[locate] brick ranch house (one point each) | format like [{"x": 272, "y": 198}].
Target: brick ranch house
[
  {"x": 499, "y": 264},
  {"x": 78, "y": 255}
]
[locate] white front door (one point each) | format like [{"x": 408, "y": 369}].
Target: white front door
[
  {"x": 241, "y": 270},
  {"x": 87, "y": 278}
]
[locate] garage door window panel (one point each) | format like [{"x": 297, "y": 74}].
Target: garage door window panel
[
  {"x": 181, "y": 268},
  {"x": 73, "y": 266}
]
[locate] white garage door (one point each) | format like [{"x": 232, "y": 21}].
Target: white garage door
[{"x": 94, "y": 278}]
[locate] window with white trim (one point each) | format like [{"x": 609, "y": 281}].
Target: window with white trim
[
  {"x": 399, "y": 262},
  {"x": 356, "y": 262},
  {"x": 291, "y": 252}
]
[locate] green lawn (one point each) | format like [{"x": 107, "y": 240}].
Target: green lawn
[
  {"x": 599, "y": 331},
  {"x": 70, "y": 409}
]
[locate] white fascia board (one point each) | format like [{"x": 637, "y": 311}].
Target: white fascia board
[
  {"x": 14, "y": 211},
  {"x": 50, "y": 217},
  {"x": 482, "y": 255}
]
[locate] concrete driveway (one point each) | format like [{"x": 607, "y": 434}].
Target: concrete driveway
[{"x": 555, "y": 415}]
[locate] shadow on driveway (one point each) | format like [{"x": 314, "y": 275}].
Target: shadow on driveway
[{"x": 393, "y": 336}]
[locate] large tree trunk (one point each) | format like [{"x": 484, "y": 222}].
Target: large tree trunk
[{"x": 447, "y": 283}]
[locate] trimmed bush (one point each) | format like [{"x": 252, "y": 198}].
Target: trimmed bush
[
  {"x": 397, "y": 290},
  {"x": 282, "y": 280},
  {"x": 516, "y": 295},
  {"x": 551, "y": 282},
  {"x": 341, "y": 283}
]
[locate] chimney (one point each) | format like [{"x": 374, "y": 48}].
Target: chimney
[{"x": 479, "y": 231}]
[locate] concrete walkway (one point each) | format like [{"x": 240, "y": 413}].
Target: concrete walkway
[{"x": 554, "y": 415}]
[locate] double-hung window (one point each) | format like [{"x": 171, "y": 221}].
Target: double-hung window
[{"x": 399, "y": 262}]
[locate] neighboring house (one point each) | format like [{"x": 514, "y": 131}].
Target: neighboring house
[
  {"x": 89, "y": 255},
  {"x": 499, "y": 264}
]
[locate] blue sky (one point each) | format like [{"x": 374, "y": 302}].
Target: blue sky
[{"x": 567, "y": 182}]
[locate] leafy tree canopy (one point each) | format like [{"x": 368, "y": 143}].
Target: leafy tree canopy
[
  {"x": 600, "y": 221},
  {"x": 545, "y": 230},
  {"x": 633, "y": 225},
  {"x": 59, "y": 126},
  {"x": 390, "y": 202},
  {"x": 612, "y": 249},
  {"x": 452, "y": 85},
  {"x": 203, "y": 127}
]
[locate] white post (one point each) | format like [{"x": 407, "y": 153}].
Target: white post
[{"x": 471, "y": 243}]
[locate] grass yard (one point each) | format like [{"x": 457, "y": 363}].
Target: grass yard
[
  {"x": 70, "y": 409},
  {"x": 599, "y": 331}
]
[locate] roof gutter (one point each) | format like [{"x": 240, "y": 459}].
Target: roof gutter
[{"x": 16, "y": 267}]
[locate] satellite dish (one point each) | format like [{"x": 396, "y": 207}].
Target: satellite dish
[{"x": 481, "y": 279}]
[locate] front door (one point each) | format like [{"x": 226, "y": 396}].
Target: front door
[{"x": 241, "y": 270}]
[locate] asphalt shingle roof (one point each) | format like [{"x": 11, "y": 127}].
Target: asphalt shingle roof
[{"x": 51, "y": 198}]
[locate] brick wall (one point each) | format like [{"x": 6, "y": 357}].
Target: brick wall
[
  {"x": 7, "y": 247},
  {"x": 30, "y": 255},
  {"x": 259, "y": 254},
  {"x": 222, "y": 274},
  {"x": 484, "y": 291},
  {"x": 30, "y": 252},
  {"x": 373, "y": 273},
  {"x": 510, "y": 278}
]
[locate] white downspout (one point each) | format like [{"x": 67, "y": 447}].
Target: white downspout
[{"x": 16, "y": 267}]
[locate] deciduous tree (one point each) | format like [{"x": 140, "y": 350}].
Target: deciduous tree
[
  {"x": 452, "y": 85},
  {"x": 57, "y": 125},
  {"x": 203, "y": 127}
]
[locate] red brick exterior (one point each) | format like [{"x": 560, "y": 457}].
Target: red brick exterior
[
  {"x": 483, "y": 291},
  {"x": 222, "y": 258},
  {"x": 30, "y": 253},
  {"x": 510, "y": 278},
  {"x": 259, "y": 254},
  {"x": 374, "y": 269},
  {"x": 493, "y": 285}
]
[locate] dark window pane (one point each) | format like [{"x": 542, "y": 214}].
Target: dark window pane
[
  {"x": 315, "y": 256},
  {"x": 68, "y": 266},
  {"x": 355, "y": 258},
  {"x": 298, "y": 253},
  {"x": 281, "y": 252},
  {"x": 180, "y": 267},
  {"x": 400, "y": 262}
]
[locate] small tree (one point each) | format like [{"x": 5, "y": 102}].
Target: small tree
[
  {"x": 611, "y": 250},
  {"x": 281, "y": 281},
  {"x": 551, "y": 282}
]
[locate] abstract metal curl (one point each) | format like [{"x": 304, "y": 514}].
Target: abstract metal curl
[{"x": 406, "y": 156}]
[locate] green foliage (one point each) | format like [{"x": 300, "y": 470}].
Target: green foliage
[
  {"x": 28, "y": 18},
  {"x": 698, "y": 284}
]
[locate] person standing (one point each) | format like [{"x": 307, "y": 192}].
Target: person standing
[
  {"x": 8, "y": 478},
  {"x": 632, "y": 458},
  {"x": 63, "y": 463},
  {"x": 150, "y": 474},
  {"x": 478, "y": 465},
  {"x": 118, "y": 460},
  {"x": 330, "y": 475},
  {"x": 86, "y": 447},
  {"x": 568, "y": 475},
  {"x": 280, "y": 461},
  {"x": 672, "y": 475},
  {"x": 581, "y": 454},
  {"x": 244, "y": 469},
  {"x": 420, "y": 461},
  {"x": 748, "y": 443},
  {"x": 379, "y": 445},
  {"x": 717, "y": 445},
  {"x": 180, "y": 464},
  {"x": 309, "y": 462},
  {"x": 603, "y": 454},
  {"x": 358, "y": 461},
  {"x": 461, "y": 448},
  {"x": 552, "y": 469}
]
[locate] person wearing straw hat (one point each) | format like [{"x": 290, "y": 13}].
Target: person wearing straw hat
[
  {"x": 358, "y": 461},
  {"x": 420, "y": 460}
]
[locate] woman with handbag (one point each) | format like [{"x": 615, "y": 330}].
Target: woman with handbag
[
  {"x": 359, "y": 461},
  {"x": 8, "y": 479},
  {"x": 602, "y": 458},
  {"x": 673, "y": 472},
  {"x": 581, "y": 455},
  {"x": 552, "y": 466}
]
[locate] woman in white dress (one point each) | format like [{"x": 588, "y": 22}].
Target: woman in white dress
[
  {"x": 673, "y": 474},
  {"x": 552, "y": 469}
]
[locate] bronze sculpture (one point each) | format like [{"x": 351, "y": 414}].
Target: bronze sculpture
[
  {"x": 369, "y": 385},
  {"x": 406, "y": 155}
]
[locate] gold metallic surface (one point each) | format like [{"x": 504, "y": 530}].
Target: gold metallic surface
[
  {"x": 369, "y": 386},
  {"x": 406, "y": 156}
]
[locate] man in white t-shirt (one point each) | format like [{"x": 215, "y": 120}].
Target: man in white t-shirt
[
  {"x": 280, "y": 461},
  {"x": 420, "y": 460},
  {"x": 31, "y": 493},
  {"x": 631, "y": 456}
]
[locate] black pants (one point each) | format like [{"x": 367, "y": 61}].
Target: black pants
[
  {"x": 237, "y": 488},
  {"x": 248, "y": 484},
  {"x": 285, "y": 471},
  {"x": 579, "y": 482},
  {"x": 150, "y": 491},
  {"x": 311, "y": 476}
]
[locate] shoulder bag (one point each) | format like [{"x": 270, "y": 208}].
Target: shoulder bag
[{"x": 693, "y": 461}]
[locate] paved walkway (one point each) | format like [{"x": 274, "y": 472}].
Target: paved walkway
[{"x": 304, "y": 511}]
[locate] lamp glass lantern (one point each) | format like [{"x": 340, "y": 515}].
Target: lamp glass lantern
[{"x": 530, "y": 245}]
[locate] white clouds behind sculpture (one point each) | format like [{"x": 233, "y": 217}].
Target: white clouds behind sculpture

----

* **What is being asked**: Can you reproduce, character for character, the records above starting at the line containing "[locate] shoulder bag" and running through the end of the records, including both ends?

* **Result for this task**:
[locate] shoulder bag (one point each) | format like [{"x": 270, "y": 208}].
Target: shoulder bag
[{"x": 693, "y": 461}]
[locate] paved walkway (one point each) | format like [{"x": 274, "y": 472}].
Target: paved walkway
[{"x": 304, "y": 511}]
[locate] lamp glass lantern (one point each) | format like [{"x": 340, "y": 515}].
Target: lamp glass lantern
[{"x": 530, "y": 245}]
[locate] white clouds behind sculpture (one point each) | format like [{"x": 233, "y": 217}].
Target: white clouds behind sculpture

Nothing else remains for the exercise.